[Input data — start]

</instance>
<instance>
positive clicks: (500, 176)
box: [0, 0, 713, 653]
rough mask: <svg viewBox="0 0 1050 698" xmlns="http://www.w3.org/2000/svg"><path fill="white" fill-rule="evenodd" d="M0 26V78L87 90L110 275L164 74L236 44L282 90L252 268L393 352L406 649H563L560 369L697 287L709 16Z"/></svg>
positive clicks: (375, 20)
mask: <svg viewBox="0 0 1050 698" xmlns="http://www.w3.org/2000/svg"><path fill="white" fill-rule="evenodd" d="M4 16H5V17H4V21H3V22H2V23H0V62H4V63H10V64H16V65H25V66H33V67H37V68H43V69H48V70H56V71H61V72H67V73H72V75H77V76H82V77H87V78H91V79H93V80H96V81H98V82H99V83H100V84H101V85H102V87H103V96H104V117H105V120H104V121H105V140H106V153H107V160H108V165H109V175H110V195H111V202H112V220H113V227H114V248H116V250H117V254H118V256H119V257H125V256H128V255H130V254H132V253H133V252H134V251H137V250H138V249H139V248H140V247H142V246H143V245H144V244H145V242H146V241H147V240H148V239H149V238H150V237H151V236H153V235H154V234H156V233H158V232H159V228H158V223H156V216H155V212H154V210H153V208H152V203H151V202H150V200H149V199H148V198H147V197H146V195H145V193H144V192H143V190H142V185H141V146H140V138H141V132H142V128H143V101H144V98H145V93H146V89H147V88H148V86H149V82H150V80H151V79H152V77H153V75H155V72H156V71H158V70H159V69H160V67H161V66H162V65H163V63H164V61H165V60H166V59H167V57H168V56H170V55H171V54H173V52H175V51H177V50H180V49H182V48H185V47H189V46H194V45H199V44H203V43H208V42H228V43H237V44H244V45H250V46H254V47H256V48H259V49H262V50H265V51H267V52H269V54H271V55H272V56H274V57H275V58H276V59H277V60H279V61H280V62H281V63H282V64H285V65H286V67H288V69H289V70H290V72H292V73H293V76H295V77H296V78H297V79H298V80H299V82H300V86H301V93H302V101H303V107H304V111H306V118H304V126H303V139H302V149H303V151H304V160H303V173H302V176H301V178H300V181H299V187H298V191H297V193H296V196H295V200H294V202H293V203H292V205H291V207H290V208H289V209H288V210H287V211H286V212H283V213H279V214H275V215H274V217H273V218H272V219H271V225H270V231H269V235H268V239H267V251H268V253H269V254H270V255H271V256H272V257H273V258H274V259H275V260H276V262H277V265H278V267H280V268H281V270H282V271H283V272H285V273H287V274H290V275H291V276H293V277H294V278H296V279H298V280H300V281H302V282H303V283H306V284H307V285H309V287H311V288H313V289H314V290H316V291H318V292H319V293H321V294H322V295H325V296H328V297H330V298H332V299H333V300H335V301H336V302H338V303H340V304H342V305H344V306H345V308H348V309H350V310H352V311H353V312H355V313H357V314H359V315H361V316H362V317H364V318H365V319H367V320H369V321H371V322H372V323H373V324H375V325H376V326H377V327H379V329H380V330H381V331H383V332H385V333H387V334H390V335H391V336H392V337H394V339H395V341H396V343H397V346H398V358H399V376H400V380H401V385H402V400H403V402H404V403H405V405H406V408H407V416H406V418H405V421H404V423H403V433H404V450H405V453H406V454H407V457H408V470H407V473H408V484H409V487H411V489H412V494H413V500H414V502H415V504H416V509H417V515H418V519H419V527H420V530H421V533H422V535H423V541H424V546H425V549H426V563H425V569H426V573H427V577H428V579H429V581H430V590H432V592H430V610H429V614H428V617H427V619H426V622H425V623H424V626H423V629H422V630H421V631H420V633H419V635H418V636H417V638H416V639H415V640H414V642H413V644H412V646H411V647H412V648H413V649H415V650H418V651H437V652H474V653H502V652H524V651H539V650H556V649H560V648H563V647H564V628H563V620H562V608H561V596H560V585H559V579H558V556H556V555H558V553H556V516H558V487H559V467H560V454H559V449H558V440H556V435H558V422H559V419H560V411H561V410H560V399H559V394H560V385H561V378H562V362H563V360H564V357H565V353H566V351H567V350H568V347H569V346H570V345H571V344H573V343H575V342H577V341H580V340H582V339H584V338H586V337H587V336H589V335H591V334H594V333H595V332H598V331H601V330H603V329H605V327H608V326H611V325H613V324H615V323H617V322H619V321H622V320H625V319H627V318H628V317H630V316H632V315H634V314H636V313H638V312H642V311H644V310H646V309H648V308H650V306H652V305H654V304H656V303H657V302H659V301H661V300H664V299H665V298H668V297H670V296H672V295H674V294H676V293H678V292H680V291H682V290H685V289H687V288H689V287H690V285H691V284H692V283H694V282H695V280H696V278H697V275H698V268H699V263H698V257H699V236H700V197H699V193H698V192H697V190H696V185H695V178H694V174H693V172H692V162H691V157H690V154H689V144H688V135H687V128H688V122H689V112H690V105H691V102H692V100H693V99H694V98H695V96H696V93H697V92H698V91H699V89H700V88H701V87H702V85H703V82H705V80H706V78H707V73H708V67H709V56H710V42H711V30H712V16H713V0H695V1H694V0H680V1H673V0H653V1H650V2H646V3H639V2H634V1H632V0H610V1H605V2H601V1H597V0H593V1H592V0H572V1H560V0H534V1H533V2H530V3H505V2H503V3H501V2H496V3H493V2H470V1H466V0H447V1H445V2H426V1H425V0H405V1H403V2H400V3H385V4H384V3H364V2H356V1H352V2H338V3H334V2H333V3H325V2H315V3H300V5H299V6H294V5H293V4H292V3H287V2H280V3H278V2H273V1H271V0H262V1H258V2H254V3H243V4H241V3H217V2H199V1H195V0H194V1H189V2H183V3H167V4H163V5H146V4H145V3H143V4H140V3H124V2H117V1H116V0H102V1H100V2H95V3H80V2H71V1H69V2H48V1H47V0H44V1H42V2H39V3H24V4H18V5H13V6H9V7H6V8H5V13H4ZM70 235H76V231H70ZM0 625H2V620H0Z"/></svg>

[Input data — finish]

What the exercise asks: Copy all of the rows above line by line, reproducing every character without change.

Reply to the exercise:
</instance>
<instance>
positive clicks: (500, 176)
box: [0, 0, 713, 653]
rough mask: <svg viewBox="0 0 1050 698" xmlns="http://www.w3.org/2000/svg"><path fill="white" fill-rule="evenodd" d="M0 26V78L87 90L110 275L164 74L236 44L282 90L252 268L393 352L406 649H563L560 369L697 287L709 16Z"/></svg>
positive clicks: (375, 20)
mask: <svg viewBox="0 0 1050 698" xmlns="http://www.w3.org/2000/svg"><path fill="white" fill-rule="evenodd" d="M4 16H5V17H4V21H3V22H2V23H0V62H4V63H10V64H16V65H25V66H33V67H37V68H43V69H48V70H56V71H61V72H67V73H72V75H77V76H82V77H87V78H91V79H93V80H96V81H98V82H99V83H100V84H101V85H102V87H103V96H104V117H105V120H104V121H105V140H106V153H107V160H108V165H109V175H110V195H111V202H112V220H113V227H114V248H116V250H117V254H118V256H119V257H125V256H128V255H130V254H132V253H133V252H134V251H137V250H138V249H139V248H140V247H142V246H143V245H144V244H145V242H146V241H147V240H148V239H149V238H150V237H151V236H153V235H154V234H156V233H158V232H159V228H158V223H156V216H155V212H154V210H153V208H152V203H151V202H150V200H149V199H148V198H147V197H146V195H145V193H144V192H143V190H142V185H141V146H140V138H141V132H142V128H143V101H144V98H145V93H146V89H147V88H148V86H149V82H150V80H151V79H152V77H153V75H155V72H156V71H158V70H159V69H160V67H161V66H162V65H163V63H164V61H165V60H166V59H167V57H168V56H170V55H171V54H173V52H175V51H177V50H180V49H182V48H185V47H189V46H194V45H199V44H203V43H208V42H228V43H237V44H244V45H250V46H254V47H256V48H259V49H262V50H265V51H267V52H269V54H271V55H272V56H274V57H275V58H276V59H277V60H279V61H280V62H281V63H282V64H285V65H286V67H288V69H289V70H290V72H292V73H293V76H295V77H296V78H297V79H298V80H299V82H300V86H301V93H302V101H303V107H304V111H306V118H304V126H303V139H302V149H303V151H304V160H303V173H302V176H301V178H300V181H299V187H298V191H297V193H296V196H295V200H294V202H293V203H292V205H291V207H290V208H289V209H288V210H287V211H286V212H283V213H279V214H275V215H274V217H273V218H272V219H271V225H270V231H269V235H268V239H267V251H268V253H269V254H270V255H271V256H272V257H273V258H274V259H275V260H276V262H277V265H278V267H280V268H281V270H282V271H283V272H285V273H287V274H290V275H291V276H293V277H294V278H296V279H298V280H300V281H302V282H303V283H306V284H307V285H309V287H311V288H313V289H314V290H316V291H318V292H319V293H321V294H322V295H325V296H328V297H330V298H332V299H333V300H335V301H336V302H338V303H340V304H342V305H344V306H345V308H348V309H350V310H352V311H353V312H355V313H357V314H359V315H361V316H362V317H364V318H365V319H367V320H369V321H371V322H372V323H373V324H375V325H376V326H377V327H379V329H380V330H381V331H383V332H385V333H387V334H390V335H391V336H392V337H394V339H395V341H396V343H397V346H398V358H399V376H400V380H401V385H402V400H403V402H404V403H405V405H406V408H407V416H406V418H405V421H404V423H403V433H404V450H405V453H406V454H407V457H408V470H407V473H408V484H409V487H411V489H412V494H413V500H414V502H415V504H416V509H417V515H418V519H419V527H420V530H421V533H422V535H423V541H424V546H425V549H426V563H425V569H426V573H427V577H428V579H429V581H430V590H432V592H430V610H429V614H428V617H427V619H426V622H425V623H424V626H423V629H422V630H421V631H420V633H419V635H418V636H417V638H416V639H415V640H414V642H413V644H412V646H411V647H412V648H413V649H415V650H418V651H437V652H474V653H502V652H524V651H539V650H556V649H560V648H563V647H564V628H563V620H562V608H561V596H560V585H559V579H558V556H556V555H558V553H556V516H558V487H559V467H560V454H559V449H558V440H556V435H558V422H559V419H560V411H561V410H560V399H559V394H560V385H561V378H562V362H563V360H564V357H565V353H566V351H567V350H568V347H569V346H570V345H571V344H573V343H575V342H577V341H580V340H582V339H584V338H586V337H587V336H589V335H591V334H594V333H595V332H598V331H601V330H603V329H605V327H608V326H611V325H613V324H615V323H617V322H619V321H622V320H625V319H627V318H628V317H630V316H632V315H634V314H636V313H638V312H642V311H644V310H646V309H648V308H650V306H652V305H654V304H656V303H657V302H659V301H661V300H664V299H665V298H668V297H670V296H672V295H674V294H676V293H678V292H680V291H682V290H685V289H687V288H689V287H690V285H691V284H692V283H694V282H695V280H696V278H697V275H698V268H699V263H698V257H699V236H700V197H699V193H698V192H697V190H696V185H695V178H694V174H693V172H692V162H691V157H690V154H689V144H688V135H687V128H688V122H689V112H690V105H691V102H692V100H693V99H694V98H695V96H696V93H697V92H698V91H699V89H700V88H701V87H702V85H703V82H705V80H706V78H707V73H708V67H709V56H710V42H711V30H712V16H713V0H695V1H694V0H680V1H673V0H653V1H650V2H646V3H639V2H634V1H632V0H610V1H605V2H601V1H597V0H593V1H592V0H572V1H560V0H534V1H533V2H530V3H505V2H503V3H501V2H496V3H493V2H470V1H466V0H447V1H445V2H426V1H425V0H405V1H403V2H400V3H385V4H384V3H364V2H356V1H352V2H338V3H334V2H333V3H325V2H315V3H300V5H299V6H294V5H293V4H292V3H287V2H280V3H278V2H273V1H271V0H262V1H258V2H254V3H243V4H241V3H217V2H199V1H195V0H194V1H189V2H183V3H167V4H163V5H146V4H145V3H143V4H140V3H124V2H117V1H116V0H102V1H100V2H95V3H80V2H71V1H69V2H48V1H47V0H44V1H42V2H39V3H24V4H18V5H13V6H9V7H6V8H5V13H4ZM70 235H76V231H70ZM0 625H2V620H0Z"/></svg>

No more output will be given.